## RECORD EXCERPTS
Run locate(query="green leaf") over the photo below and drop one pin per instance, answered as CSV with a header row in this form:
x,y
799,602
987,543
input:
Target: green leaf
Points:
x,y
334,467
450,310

## TASK BRIEF
Can you give every line of the items above as a numbered list, leaving out any blank lines?

## FULL OUTPUT
1. Run locate(query="green leaf") over the photo below and drop one pin per instance, answered as CSV with a header row in this form:
2. x,y
3. 799,602
4. 987,543
5. input:
6. Target: green leaf
7. Points:
8. x,y
9. 334,467
10. 450,310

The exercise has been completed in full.